* Problem 1: Return the passage of the deer hunting thread below, starting at "Saw lots of" and ending at "night Saturday night.".
=-=-=-=-=
Thats a great buck Slow Motion, congrats on your personal best. What county you in?


----------



## jameson

took this hancock 8 point on the 23rd, it was my 21st birthday. never had him on camera, took a 105 yard shot, he ran about 60 yards. only young bucks chasing still. shot around 830 am


----------



## How2fish

jameson said:


> took this hancock 8 point on the 23rd, it was my 21st birthday. never had him on camera, took a 105 yard shot, he ran about 60 yards. only young bucks chasing still. shot around 830 am



Congrats you will remember that one for a long time and happy bday !


----------



## BigBrett

chasing hard on our club. saw the biggest deer i have ever seen in person. to dark to shoot.


----------



## smitty

Alot of young bucks on the prowl and chasing now in North Hancock ! With the cool weather coming should really crank it up this week coming !! We need some good steady rain , dry to the bone !!


----------



## slow motion

Thanks Droptine. I hunt in Hancock north of Sparta.


----------



## smitty

Slow day for a Saturday , very few deer seen and shots fired !!


----------



## thaney10

Took the weekend off.  Heading down on Monday night to stay all week.  Looks like it's going to cool off.  Hopefully the wind will lay down next week.


----------



## 00Beau

Great movement in NE Hancock this past week-end.


----------



## warthenbooner

what is the prediction for this weekend I will be coming in to warthen 
tomorrow night


----------



## droptine06

Hunted Sat. through Tuesday night. Wind was rediculous. Starting to see some chasing and need rain bad! Had a nice 4.5yr old 8 taken Saturday evening by another member.


----------



## jtomczak

Hunted last weekend and we all saw deer each sitting.  No mature bucks, and only a little chasing from the young ones.  Food plots are suffering from no rain.  Hoping things bust loose this weekend.


----------



## aaron batson

My 15 year old daughter got another one. Her first kill of this season. This one while hunting alone without my coaching her in the stand. She is proud of it. Hancock County - 10/31 at 10:20 am. He was in a food plot with one other doe. 308win 125 grain Remington Managed Recoil about 150 yard shot.


----------



## droptine06

That's awesome Aaron, tell her congrats! I know she's got a proud poppa!


----------



## smitty

Friend harvested great 11 point today  in Hancock   194 lbs live weight ! Deer really  moving today !! Bucks are on the prowl , should only get better ,send some rain !!!


----------



## 00Beau

*Chasing in my part of Hancock, BBD*

Happened fast this morning. 218lbs. Live weight, Un Real!!!


----------



## smitty

Great deer Beau !!


----------



## foxdawg

*killed this buck on 11-3*

hancock county 8pt


----------



## 13ptbuck

Saw lots of bucks crusing Saturday afternoon and a little chasing.  I missed a 18" 8 or 10 point.  Looks like the bullet hit a limb and it was a clean miss.  We looked for an hour and a half Saturday night and I looked for two more Sunday.  Made for a long night Saturday night.
=-=-=-=-=
* Problem 2: From the listing below, return each line that contains the string "white".
=-=-=-=-=
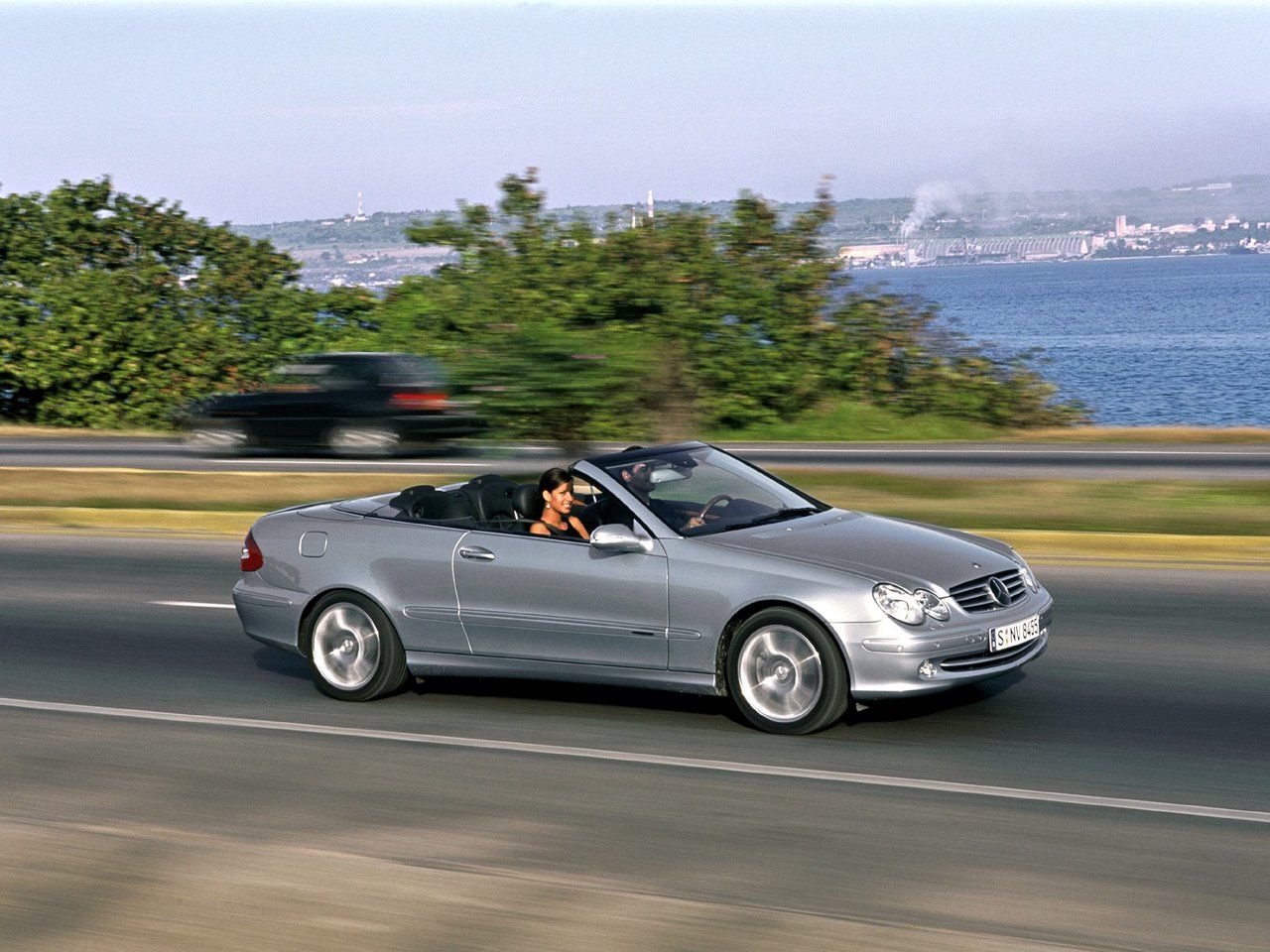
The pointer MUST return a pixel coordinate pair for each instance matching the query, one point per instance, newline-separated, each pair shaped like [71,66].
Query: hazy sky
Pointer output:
[254,113]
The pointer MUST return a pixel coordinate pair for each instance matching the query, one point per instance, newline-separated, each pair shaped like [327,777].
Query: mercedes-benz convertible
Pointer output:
[701,574]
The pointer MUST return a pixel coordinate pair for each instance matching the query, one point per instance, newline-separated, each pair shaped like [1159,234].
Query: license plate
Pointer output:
[1017,634]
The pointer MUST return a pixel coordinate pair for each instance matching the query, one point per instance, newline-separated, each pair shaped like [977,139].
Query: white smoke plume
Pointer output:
[930,199]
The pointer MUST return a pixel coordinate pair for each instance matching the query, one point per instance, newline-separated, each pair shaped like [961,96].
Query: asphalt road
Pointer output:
[987,460]
[203,833]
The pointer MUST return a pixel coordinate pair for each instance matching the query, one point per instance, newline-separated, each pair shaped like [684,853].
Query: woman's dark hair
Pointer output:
[553,477]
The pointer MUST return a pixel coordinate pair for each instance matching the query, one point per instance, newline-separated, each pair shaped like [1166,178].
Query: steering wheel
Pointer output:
[714,500]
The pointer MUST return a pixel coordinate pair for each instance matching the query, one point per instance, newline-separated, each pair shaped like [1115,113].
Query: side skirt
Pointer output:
[445,665]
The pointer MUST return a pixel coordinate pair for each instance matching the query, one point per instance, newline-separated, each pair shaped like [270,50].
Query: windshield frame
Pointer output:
[597,470]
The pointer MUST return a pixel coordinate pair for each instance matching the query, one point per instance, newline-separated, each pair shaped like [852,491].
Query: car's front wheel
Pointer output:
[220,438]
[353,652]
[786,674]
[363,439]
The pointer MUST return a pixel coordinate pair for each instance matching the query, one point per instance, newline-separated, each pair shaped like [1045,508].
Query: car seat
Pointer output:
[492,499]
[527,502]
[431,504]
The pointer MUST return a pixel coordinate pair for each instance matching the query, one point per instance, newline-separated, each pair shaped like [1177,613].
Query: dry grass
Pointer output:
[1065,506]
[1141,434]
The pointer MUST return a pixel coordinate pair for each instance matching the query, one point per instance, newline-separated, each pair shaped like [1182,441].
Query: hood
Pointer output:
[875,547]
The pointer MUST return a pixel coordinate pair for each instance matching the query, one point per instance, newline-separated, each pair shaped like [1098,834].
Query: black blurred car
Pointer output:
[354,404]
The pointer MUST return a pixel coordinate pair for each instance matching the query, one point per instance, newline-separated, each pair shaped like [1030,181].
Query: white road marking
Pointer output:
[689,763]
[194,604]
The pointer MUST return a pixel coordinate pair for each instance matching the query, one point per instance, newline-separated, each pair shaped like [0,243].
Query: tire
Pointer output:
[353,651]
[786,674]
[375,439]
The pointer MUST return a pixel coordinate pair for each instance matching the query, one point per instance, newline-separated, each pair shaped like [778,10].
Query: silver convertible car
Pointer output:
[702,574]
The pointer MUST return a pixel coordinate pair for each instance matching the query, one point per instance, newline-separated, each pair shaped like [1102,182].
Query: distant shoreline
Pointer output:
[1048,261]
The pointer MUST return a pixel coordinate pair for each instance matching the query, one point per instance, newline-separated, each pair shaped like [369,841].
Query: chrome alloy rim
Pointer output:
[216,438]
[780,673]
[362,439]
[345,647]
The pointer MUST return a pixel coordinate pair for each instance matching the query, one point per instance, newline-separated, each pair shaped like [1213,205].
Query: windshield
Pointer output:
[703,490]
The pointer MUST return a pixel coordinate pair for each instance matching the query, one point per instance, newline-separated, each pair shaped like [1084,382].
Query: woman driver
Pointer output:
[557,489]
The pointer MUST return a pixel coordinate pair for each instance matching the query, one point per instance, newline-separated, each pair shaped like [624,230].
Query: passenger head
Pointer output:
[639,477]
[557,489]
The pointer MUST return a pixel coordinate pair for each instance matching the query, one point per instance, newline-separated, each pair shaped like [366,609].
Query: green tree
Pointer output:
[117,311]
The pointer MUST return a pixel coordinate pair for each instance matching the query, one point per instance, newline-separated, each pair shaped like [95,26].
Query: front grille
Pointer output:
[976,594]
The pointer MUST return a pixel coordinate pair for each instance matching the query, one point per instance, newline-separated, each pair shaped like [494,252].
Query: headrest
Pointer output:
[492,495]
[432,503]
[527,500]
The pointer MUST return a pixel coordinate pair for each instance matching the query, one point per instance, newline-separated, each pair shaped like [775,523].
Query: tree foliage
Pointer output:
[116,309]
[689,318]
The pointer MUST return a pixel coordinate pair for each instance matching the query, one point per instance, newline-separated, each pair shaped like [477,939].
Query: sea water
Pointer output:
[1142,340]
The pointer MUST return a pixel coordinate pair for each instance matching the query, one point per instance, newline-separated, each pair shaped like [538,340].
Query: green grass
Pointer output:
[839,419]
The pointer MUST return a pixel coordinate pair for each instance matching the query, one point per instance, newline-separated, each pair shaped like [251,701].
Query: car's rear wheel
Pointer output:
[363,439]
[786,674]
[353,651]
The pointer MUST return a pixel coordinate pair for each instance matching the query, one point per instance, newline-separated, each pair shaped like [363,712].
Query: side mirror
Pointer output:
[619,538]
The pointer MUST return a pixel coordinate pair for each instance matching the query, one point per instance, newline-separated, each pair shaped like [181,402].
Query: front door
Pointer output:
[562,601]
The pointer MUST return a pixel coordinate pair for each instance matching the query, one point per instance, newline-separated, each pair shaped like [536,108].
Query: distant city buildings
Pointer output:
[1232,235]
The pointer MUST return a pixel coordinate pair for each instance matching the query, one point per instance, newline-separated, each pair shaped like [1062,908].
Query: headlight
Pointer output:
[910,607]
[933,604]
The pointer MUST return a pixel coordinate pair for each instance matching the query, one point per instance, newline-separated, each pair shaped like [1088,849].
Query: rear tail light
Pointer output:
[253,558]
[420,400]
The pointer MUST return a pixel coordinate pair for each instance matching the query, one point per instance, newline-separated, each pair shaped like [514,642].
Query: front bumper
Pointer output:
[885,660]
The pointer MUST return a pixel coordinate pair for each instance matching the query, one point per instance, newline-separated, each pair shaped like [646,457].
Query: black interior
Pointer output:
[493,502]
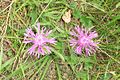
=-=-=-=-=
* Full output 1:
Saw lots of bucks crusing Saturday afternoon and a little chasing.  I missed a 18" 8 or 10 point.  Looks like the bullet hit a limb and it was a clean miss.  We looked for an hour and a half Saturday night and I looked for two more Sunday.  Made for a long night Saturday night.

* Full output 2:
Query: white smoke plume
Query: white road marking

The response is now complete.